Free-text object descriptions
※ ※ ※
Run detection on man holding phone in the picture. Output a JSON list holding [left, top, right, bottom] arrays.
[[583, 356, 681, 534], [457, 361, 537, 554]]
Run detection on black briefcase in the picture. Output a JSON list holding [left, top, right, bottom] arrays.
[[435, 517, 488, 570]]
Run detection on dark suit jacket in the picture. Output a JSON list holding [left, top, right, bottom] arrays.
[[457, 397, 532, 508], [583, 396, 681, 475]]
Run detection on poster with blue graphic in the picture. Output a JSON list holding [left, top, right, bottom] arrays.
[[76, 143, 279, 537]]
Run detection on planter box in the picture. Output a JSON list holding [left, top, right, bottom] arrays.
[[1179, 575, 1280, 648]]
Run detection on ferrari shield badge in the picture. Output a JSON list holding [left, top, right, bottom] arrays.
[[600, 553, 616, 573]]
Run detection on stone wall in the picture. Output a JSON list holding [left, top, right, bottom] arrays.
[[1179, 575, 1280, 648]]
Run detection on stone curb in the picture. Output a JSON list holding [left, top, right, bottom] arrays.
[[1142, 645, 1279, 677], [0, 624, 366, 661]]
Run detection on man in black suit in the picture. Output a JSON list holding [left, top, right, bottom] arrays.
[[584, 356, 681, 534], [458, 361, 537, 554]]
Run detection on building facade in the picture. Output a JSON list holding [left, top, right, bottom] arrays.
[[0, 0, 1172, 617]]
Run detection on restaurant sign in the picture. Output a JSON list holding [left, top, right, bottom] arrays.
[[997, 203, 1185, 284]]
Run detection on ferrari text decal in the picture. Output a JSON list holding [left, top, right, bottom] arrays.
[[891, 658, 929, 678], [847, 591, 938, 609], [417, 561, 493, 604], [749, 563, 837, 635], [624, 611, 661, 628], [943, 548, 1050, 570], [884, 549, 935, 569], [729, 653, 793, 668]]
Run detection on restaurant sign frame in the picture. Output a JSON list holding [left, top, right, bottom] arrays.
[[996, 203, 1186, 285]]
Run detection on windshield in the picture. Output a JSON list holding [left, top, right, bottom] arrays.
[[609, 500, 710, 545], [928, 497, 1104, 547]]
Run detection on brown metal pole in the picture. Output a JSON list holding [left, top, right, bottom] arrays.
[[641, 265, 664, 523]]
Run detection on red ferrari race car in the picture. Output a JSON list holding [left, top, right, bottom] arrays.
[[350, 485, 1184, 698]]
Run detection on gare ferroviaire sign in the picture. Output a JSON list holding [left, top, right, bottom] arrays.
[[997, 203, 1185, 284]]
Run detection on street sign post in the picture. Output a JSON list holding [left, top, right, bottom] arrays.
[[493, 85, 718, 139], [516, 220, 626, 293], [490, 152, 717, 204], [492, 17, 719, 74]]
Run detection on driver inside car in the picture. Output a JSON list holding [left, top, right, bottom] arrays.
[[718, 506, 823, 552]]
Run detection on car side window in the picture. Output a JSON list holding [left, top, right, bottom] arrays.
※ ※ ※
What you have to do ▸ Print the entire set of records again, exactly.

Answer to the problem ▸
Run detection on man holding phone in the picture. Output a JSON list holding [left, top, right, bottom] arrays.
[[583, 356, 681, 534], [457, 361, 537, 554]]
Run detection on black briefcase in the picture. Output a JSON list holding [left, top, right, bottom] arrays.
[[435, 517, 488, 570]]
Run detection on dark suit jacket in the picture. Output a JSON list holding [left, top, right, bottom] arrays.
[[457, 397, 532, 508], [583, 396, 681, 475]]
Run detection on poster with blue graphic in the picture. Output a JSON list holding [left, top, right, bottom] arrays.
[[76, 143, 279, 537]]
Run detection on planter box in the picture. Output a JSON list holding [left, top, right, bottom] arrays.
[[1179, 575, 1280, 648]]
Run detection on ferrari shield badge in the picture. Output a JSON list holding [left, top, right, bottom] arrays.
[[600, 553, 616, 573]]
Run detection on stone wall in the picture. Output a JSON list holding [left, top, right, bottom] arrays.
[[1179, 575, 1280, 648]]
Run detection on stone curb in the picture. Output a JSON list holding [left, top, right, bottom] arrays.
[[1142, 645, 1279, 677], [0, 624, 366, 661]]
Run detection on man in black suit in the picture. Output a JSON list holding [left, top, right, bottom] arrays.
[[584, 356, 681, 534], [458, 361, 537, 554]]
Run detection on building facade in the picture. Output a JSON list holding [left, top, right, bottom] arrays.
[[0, 0, 1172, 617]]
Run detection on restaurant sign in the picture. Output a JSON list holding [left, top, right, bottom] arrays.
[[997, 203, 1185, 284]]
Run detection on ferrari text decal in the picture. Output a JSON list holding [left, top, right, bottom] arrays.
[[891, 658, 929, 678], [847, 591, 938, 609], [417, 561, 493, 604], [749, 563, 837, 635], [624, 611, 661, 628], [943, 548, 1050, 570], [884, 549, 935, 569], [729, 653, 793, 668]]
Run detection on restaurant sign frame in the picture. Output a JSON list holding [left, top, right, bottom] arrays.
[[996, 203, 1186, 285]]
Run detection on windshield in the picture. Output a JSON list holding [left, top, right, bottom] arrays.
[[609, 500, 710, 545], [928, 497, 1104, 547]]
Run detection on brown metal pole in the picture. Output a JSON list holding [left, top, right, bottom] arrays.
[[641, 265, 664, 523]]
Run detection on red ferrari race car in the picture. Output a JSON list holding [left, top, right, bottom] arrays.
[[350, 485, 1184, 698]]
Run detection on gare ferroviaire sign in the picture. Output a JSON list holding [left, top, right, bottom] arrays.
[[997, 203, 1185, 284]]
Run detection on street sign post in the picture. Output a JSON list holding [left, top, right, bottom] arrays.
[[493, 85, 718, 139], [516, 220, 626, 293], [490, 152, 717, 204], [492, 17, 719, 74]]
Run detection on driver inside car in the picture. Output a JSON list holding [left, top, right, bottom] arrays.
[[718, 506, 823, 552]]
Run detection on car side window in the picture. Output a JSON list holding [left, top, right, bottom] arrays.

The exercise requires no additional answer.